(Document excerpt)
- Opening Delimiter -
One day she was moved to ask a friend who specialises in grasses to examine a two metre square quadrat. This involved them both considering in close detail that which previously would have gone unnoticed, and unremarked upon. This work was created from that fresh perspective.

The eleven poems themselves are written in deliberately small print, so small, that unless the reader possesses the eyesight of a teenage sniper, magnification is required. Nadia helpfully supplies a magnifier with the pamphlet so the reader may study more closely her words, as she considered more closely her lawn. A delightful detail is that each beautifully presented copy is handstitched with a green thread.

As well as being a poet, Nadia is also a scientist and her poems reflect the style of a scientific report, yet the writing is of joyous celebratory discovery. They also consider place, Here considers how Perennial Rye is selected for Rugby pitches for its hard wearing qualities, yet her garden offers sanctuary from mankinds' need to control and manipulate.
- Closing Delimiter -
(What the task asks) Please repeat the passage of the poetry pamphlet review word for word, from "The eleven poems" to "a green thread.".

Stored records
- Opening Delimiter -
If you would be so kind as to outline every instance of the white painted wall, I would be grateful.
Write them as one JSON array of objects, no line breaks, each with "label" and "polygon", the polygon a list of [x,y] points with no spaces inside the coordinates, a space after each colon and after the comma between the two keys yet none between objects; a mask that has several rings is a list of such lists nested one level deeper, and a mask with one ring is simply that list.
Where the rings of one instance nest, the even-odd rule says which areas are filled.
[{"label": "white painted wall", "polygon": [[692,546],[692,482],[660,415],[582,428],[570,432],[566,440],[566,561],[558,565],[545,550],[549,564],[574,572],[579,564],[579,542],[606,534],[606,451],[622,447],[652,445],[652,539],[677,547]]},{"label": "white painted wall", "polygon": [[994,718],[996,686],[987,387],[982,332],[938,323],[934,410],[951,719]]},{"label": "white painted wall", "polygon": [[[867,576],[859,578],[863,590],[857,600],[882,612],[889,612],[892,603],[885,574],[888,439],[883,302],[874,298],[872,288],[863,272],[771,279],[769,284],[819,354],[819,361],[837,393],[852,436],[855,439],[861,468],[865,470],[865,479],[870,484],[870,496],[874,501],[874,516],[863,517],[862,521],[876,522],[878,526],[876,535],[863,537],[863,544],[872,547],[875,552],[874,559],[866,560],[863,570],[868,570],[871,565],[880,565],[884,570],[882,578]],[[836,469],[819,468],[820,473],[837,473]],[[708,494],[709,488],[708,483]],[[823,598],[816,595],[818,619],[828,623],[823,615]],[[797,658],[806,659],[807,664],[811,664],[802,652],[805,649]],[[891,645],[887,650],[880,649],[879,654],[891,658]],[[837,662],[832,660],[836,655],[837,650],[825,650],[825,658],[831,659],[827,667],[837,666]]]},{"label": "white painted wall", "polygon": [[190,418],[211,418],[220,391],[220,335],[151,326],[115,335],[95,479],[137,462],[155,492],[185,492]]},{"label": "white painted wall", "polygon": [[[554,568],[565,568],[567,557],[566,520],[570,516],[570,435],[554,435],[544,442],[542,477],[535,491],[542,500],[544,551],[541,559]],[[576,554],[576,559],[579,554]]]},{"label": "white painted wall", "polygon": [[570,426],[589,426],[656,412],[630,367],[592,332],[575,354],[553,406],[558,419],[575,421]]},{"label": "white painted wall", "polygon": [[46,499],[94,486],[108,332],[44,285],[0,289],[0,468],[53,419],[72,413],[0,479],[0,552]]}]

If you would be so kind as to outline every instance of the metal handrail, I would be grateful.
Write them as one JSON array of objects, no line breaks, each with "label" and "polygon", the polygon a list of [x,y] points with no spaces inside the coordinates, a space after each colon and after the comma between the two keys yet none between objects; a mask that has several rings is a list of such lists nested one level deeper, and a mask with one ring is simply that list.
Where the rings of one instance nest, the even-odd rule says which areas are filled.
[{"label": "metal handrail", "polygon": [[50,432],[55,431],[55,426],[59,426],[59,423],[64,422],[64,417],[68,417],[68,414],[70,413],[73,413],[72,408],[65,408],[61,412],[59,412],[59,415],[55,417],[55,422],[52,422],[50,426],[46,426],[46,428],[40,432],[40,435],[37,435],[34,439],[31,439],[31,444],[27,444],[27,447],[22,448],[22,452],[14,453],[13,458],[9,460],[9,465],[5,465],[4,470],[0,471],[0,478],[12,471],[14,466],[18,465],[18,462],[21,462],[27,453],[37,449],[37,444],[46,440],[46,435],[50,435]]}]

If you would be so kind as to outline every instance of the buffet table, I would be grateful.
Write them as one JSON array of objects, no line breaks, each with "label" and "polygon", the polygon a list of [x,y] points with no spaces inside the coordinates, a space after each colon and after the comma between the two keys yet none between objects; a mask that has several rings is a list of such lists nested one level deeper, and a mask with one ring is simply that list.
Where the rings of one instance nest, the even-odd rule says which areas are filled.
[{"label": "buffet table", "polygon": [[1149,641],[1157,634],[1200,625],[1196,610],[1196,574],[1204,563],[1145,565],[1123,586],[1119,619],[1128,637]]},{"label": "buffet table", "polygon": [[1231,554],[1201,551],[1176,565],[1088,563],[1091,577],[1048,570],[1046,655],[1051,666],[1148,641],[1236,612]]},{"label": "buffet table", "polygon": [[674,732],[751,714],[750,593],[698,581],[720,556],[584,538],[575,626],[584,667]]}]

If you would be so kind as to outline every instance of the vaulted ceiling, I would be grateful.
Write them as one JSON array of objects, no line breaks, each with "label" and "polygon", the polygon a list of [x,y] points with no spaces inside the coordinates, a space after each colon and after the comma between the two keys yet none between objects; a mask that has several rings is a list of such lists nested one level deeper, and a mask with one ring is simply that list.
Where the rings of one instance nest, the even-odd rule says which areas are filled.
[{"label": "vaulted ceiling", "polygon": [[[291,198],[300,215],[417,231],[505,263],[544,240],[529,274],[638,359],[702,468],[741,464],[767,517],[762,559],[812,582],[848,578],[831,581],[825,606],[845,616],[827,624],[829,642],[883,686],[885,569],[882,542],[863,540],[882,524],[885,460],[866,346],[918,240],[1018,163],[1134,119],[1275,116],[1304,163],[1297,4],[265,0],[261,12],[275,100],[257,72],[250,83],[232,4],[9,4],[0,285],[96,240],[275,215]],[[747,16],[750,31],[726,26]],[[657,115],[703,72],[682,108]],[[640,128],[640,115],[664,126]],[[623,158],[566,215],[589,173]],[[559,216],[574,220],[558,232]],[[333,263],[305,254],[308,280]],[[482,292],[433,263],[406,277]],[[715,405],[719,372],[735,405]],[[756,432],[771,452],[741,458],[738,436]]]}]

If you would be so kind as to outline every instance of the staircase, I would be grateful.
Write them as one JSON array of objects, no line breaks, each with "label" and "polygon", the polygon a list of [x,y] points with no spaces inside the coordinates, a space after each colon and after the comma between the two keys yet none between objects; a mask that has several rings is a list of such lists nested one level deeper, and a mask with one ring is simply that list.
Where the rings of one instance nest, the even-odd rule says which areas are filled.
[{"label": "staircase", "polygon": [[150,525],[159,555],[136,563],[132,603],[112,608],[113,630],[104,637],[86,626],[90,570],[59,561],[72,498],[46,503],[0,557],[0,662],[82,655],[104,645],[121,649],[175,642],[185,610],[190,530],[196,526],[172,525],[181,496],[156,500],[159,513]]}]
- Closing Delimiter -
(Solution for this exercise)
The eleven poems themselves are written in deliberately small print, so small, that unless the reader possesses the eyesight of a teenage sniper, magnification is required. Nadia helpfully supplies a magnifier with the pamphlet so the reader may study more closely her words, as she considered more closely her lawn. A delightful detail is that each beautifully presented copy is handstitched with a green thread.